### WHAT YOU ARE ASKED TO DO
Repeat the lines below exactly as they appear, but leave out the images.

Point localization data
= Beginning of Section =
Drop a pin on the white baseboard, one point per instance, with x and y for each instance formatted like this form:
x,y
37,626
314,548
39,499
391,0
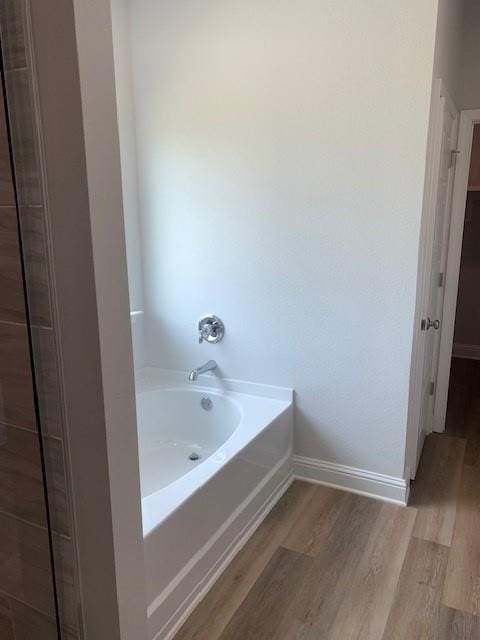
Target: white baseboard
x,y
358,481
469,351
366,483
226,555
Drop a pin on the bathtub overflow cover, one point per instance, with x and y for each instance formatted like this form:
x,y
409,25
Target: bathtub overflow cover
x,y
206,403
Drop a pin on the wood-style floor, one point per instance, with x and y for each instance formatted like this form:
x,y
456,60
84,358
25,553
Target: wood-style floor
x,y
326,564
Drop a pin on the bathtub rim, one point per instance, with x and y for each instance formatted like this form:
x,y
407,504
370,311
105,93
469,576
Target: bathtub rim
x,y
161,382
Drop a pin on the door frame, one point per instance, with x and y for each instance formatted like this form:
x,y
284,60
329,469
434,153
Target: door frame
x,y
468,119
415,437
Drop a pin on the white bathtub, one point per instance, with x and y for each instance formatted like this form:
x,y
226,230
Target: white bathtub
x,y
198,513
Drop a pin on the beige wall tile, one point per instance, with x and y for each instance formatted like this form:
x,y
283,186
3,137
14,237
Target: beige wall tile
x,y
12,298
7,196
36,270
24,138
57,485
21,481
16,396
12,17
47,381
30,624
25,565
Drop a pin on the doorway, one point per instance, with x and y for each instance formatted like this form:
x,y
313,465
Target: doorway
x,y
464,389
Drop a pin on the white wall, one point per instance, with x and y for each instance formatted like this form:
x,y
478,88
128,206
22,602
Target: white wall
x,y
126,128
448,45
281,150
470,57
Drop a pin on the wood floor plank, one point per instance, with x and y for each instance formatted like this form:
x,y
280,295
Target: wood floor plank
x,y
311,529
365,607
462,585
460,390
434,492
319,597
457,625
211,616
472,448
417,604
264,613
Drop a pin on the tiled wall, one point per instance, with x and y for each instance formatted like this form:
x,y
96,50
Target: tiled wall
x,y
26,586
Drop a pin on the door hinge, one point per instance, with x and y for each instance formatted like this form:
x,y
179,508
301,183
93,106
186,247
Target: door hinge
x,y
453,156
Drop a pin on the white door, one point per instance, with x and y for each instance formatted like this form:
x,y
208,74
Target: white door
x,y
431,322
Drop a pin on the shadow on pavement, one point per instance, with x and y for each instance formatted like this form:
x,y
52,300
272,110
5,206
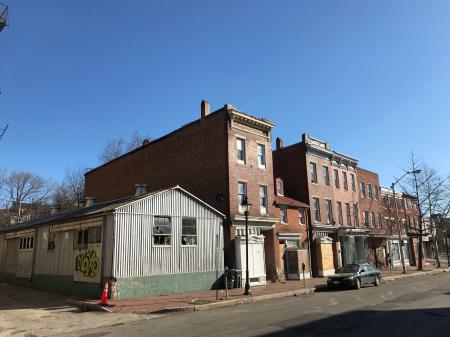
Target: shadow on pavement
x,y
372,323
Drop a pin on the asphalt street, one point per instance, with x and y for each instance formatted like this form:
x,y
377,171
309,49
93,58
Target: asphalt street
x,y
414,307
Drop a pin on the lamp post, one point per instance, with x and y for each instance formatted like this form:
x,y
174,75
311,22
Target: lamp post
x,y
246,208
400,241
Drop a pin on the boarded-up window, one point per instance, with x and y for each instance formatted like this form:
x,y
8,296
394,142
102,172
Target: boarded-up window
x,y
189,232
162,231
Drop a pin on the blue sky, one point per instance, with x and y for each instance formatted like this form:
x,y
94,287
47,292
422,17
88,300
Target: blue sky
x,y
370,77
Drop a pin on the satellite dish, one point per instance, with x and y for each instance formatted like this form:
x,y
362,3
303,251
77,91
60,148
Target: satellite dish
x,y
4,21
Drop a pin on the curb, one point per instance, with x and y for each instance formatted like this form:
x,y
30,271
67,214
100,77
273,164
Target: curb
x,y
86,306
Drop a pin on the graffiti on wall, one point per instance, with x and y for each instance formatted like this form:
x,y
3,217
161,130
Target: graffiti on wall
x,y
87,263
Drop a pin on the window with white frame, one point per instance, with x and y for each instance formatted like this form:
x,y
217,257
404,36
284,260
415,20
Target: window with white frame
x,y
316,203
242,193
189,231
348,214
369,191
345,181
26,243
261,156
336,179
263,199
283,213
313,172
372,220
352,177
301,216
329,211
326,175
240,147
339,212
362,189
162,231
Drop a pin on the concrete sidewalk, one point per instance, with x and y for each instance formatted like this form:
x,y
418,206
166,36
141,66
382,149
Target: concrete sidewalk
x,y
207,299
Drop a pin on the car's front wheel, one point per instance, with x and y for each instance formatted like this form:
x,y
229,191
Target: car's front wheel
x,y
377,281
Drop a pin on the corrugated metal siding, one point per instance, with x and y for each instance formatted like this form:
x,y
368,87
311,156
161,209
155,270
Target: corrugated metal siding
x,y
108,243
134,252
59,261
12,252
2,253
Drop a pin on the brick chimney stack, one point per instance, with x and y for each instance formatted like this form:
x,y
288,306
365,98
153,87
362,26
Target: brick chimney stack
x,y
280,143
205,108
= End of Section =
### SOLUTION TO THIS TASK
Drop a pin on the white baseboard, one point per instance, with x and y for each instance formatted like this form:
x,y
37,626
314,548
39,499
391,0
Target: white baseboard
x,y
358,481
469,351
366,483
226,555
Drop a pin on the bathtub overflow cover, one point per instance, with x and y for each instance formatted like this form:
x,y
409,25
Target: bathtub overflow cover
x,y
206,403
Drop a pin on the wood-style floor, one point per instance, with x and y for each instance formatted like this form:
x,y
456,60
84,358
25,553
Target: wood-style floor
x,y
326,564
Drop a pin on the bathtub rim, one point per instance, with x and y for each instance formatted like this form:
x,y
407,504
370,311
105,93
469,576
Target: bathtub rim
x,y
161,382
Drop a pin on the door frame, one point per instance, with x and y for each instance formatted like this form:
x,y
284,60
329,469
434,153
Target: door frame
x,y
468,119
415,437
Drop a pin on the white bathtub, one point per instance, with x and y for each instance formatted like this form:
x,y
226,230
Target: white bathtub
x,y
198,513
Drop a pin on the beige wall tile, one point per instance, with x and y for each instance formatted like this form:
x,y
283,186
3,137
14,237
Target: beige wall tile
x,y
12,298
7,196
36,270
24,138
57,485
21,481
16,396
12,17
47,381
30,624
25,565
Drop a pin on the doorway, one point per instance, with x and y for each instance formatted like this form:
x,y
313,465
Target: doorway
x,y
464,389
Drop a pin on the white wall, one point per instance, with x and y for each instance formatted like this form:
x,y
478,88
128,206
22,602
Target: white wall
x,y
126,128
448,45
281,150
470,57
Drop a pin on the wood floor plank, one point per instance, with x and y for each instance formatted like this form:
x,y
280,295
Target: wood floor plank
x,y
311,529
365,607
462,585
460,390
434,492
319,597
457,625
211,616
472,448
417,604
264,613
Drop a pin on the tiled wall, one point per instance, with x and y for each instance formatted like this form:
x,y
96,50
Target: tiled wall
x,y
26,586
Drop a pin on the door hinge, one point per instance, with x and y for each instance formatted like this form:
x,y
179,508
301,183
93,106
186,247
Target: door hinge
x,y
453,156
Drop a pin on the white door, one point per instance, with x and y for each instance formatted like this form:
x,y
208,74
Target: white door
x,y
431,322
Drop a pin on the shadow on pavement, one point per instance, with x and y for each instance formatted like this form:
x,y
52,300
272,110
5,206
Target: shadow on pavement
x,y
372,323
Drop a pin on the asphalt street, one point per instance, with x and y for each instance formatted like this form:
x,y
377,171
309,49
93,58
Target: asphalt street
x,y
414,307
Drop a pin on the lamp post, one point per instance, with x and y for each instance formatted like this form:
x,y
174,75
311,22
Target: lamp post
x,y
246,208
400,241
Drop a pin on the boarded-up window, one point per instance, with x and y for each instance formatted like this form:
x,y
8,296
394,142
102,172
Target: boarded-up window
x,y
189,232
162,231
Drop a pin on the blue sky, one point per instance, with x and y for each instance formatted like this form:
x,y
94,287
47,292
422,17
88,300
Target: blue sky
x,y
370,77
Drop a pin on the satellite dish, one point per instance, with x and y for each instance formatted like this form:
x,y
362,3
303,251
77,91
60,148
Target: satellite dish
x,y
4,21
Drop a pin on the curb, one point per instance, with x and y for each instance formatted like this form:
x,y
30,271
67,214
100,77
273,164
Target: curb
x,y
86,306
Drop a pin on the graffiti on wall, one point per instance, with x and y for each instance formatted like this form:
x,y
3,217
161,130
Target: graffiti on wall
x,y
87,263
Drop a pin on the window with white frame, one point per instance, with x and y for each instance formatted like this form:
x,y
217,257
404,36
284,260
415,20
Target: window with white frame
x,y
316,203
242,193
189,231
348,214
369,191
345,181
26,243
261,156
336,179
263,199
283,213
313,172
372,220
352,177
301,216
329,211
326,175
240,147
339,212
362,189
162,231
Drop a pin on the concrete sidewalk, one point per instance, with x and y for each instance formatted like this form:
x,y
418,206
166,36
141,66
382,149
Target: concrete sidewalk
x,y
207,299
Drop a pin on the car's front wheel, one point per instance, with x and y for each instance formatted like this form:
x,y
229,191
Target: car's front wheel
x,y
377,281
Drop a pin on the corrugated metal siding, one point per instance, with x and y for each instance formatted like this form:
x,y
368,87
311,156
161,209
155,270
Target: corrugated metal siding
x,y
108,243
134,252
59,261
12,252
2,253
Drop a pin on the brick chimney stack, one point per instance, with x and y for each instance formatted like this form:
x,y
288,306
365,98
153,87
362,26
Target: brick chimney stack
x,y
280,143
205,108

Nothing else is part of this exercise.